▶ Data to use
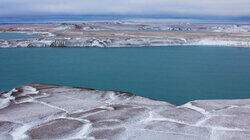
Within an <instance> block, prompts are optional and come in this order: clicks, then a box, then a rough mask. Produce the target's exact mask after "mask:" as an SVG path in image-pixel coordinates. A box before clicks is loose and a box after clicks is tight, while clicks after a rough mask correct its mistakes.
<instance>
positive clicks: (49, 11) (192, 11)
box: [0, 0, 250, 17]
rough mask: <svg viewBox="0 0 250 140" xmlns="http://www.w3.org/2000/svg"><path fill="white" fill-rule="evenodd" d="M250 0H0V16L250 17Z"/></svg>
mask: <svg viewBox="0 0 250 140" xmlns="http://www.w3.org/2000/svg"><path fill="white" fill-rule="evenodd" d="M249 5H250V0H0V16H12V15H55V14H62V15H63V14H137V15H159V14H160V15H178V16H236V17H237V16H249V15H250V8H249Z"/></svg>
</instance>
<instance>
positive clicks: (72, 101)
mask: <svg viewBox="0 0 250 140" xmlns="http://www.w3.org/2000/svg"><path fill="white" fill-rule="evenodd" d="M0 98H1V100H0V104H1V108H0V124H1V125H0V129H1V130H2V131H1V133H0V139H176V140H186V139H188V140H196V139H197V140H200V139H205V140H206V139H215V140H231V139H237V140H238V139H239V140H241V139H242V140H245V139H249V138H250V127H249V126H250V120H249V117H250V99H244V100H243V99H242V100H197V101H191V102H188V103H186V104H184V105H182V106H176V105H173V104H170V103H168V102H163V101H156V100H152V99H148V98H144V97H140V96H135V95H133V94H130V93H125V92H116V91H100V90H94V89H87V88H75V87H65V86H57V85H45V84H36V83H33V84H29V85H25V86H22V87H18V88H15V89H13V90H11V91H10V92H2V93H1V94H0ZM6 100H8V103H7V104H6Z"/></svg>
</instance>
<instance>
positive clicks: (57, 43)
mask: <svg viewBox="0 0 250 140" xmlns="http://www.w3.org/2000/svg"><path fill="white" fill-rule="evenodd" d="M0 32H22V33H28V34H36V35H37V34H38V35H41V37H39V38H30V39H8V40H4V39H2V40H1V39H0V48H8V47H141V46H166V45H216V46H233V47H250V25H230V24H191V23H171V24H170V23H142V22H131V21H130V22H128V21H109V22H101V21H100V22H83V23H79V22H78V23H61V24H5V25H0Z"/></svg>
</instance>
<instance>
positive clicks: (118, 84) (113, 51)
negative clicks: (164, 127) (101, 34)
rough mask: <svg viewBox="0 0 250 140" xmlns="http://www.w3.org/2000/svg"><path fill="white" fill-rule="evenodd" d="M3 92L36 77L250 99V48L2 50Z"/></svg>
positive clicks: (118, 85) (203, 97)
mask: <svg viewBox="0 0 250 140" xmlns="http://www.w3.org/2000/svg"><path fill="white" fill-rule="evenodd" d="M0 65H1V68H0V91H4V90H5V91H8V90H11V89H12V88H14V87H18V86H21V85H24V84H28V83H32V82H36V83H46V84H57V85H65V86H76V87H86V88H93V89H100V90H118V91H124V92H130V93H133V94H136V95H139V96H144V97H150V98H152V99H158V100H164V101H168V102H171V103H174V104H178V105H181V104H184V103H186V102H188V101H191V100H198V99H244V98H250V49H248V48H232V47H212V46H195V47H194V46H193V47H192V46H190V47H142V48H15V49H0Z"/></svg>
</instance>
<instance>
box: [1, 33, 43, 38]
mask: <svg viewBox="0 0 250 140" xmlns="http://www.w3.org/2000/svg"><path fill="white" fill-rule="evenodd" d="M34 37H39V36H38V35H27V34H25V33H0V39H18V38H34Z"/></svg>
==
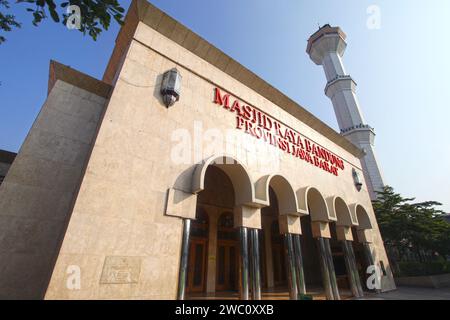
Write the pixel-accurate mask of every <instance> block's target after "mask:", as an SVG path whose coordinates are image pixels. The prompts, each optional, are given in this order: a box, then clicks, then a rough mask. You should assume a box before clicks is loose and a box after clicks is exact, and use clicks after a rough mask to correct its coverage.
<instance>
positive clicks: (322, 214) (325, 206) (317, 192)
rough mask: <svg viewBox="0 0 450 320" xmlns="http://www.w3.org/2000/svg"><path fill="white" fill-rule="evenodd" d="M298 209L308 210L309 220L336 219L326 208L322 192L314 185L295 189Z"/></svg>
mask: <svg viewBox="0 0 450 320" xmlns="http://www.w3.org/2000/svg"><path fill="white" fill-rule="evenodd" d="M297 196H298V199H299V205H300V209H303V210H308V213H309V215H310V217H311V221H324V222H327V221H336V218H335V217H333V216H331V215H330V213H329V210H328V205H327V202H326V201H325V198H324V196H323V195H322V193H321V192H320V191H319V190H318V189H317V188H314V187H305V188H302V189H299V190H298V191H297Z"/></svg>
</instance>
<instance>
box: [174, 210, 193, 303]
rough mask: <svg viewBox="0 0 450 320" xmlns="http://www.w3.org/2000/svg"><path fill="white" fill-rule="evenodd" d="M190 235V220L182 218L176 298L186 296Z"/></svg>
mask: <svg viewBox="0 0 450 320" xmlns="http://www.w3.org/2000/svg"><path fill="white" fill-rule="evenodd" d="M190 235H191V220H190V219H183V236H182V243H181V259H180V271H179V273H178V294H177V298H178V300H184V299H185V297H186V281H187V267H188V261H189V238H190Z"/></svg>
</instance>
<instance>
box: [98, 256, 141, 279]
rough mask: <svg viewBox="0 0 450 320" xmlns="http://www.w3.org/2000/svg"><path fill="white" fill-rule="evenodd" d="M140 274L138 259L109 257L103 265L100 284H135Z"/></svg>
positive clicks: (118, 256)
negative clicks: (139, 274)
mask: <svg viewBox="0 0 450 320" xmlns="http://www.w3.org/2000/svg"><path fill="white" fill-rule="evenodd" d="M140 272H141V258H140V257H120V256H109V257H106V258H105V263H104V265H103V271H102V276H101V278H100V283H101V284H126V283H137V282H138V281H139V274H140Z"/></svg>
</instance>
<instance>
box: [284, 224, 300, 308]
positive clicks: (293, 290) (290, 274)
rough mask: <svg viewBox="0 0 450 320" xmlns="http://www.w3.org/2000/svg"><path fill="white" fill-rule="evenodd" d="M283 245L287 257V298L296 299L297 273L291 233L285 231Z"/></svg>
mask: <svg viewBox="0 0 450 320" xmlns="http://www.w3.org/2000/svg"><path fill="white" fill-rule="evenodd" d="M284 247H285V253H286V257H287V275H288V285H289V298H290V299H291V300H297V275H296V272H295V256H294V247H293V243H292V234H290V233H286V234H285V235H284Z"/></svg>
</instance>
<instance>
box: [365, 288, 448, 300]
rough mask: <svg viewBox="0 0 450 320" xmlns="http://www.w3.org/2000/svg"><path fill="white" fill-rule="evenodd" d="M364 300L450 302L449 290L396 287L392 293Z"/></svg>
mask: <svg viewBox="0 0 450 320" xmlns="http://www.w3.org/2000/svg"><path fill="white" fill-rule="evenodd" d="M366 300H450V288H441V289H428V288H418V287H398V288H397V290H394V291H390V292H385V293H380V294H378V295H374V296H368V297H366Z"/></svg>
* * *
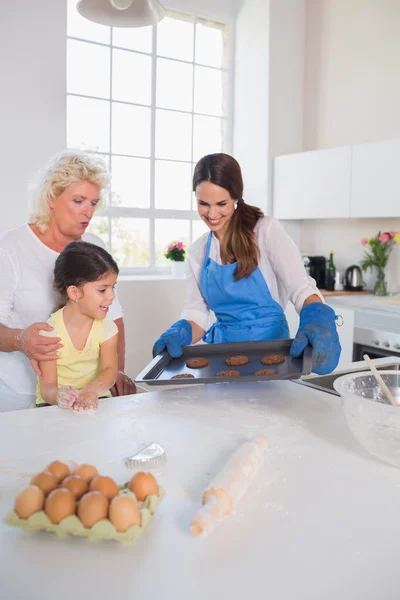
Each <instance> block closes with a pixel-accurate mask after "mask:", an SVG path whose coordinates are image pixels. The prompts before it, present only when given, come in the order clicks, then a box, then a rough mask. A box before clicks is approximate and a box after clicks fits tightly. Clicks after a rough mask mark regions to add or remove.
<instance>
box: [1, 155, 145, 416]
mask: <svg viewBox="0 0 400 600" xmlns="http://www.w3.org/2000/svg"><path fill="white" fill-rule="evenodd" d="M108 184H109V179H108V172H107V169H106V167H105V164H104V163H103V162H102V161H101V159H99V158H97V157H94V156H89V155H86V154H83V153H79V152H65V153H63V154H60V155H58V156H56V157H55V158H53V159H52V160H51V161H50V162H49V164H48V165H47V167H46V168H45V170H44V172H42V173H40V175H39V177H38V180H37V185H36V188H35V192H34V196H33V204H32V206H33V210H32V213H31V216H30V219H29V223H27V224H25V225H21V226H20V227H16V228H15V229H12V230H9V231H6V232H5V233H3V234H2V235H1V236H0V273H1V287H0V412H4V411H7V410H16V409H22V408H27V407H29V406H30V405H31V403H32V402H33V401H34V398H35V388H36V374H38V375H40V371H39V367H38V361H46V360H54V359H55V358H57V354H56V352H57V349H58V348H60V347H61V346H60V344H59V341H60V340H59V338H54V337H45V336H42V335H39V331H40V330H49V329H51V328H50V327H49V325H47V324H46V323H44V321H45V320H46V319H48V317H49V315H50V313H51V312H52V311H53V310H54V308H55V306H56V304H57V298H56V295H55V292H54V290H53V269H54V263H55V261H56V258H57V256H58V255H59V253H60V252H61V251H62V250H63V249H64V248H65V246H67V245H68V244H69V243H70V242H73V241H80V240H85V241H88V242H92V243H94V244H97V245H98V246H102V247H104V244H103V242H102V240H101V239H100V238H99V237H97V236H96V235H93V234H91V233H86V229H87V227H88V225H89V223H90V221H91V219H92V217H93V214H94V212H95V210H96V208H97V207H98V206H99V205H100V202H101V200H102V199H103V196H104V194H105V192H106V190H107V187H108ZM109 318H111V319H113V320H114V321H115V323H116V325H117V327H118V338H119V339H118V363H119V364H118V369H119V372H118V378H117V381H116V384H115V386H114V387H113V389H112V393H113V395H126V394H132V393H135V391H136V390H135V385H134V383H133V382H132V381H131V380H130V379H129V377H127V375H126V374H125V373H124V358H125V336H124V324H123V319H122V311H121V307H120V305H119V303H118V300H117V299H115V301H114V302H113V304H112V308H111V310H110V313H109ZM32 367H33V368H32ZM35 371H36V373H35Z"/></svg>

▶ What the task asks
Rewrite the data from the line that has "Within an <instance>" through the line that has "box: [0, 0, 250, 17]", both included, putting "foreground clicks" in place of "positive clicks" and keeping everything else the same.

▶ Answer area
Within an <instance> block, prompts are optional and come in this order: clicks, then a box, then a rough mask. Produce the target's exact mask after "mask:" as an SVG path in image-pixel coordinates. A box before clicks is loose and a box after clicks is tight, while clicks after a rough mask correct its mistakes.
<instance>
foreground clicks: (49, 11) (192, 11)
box: [0, 0, 250, 17]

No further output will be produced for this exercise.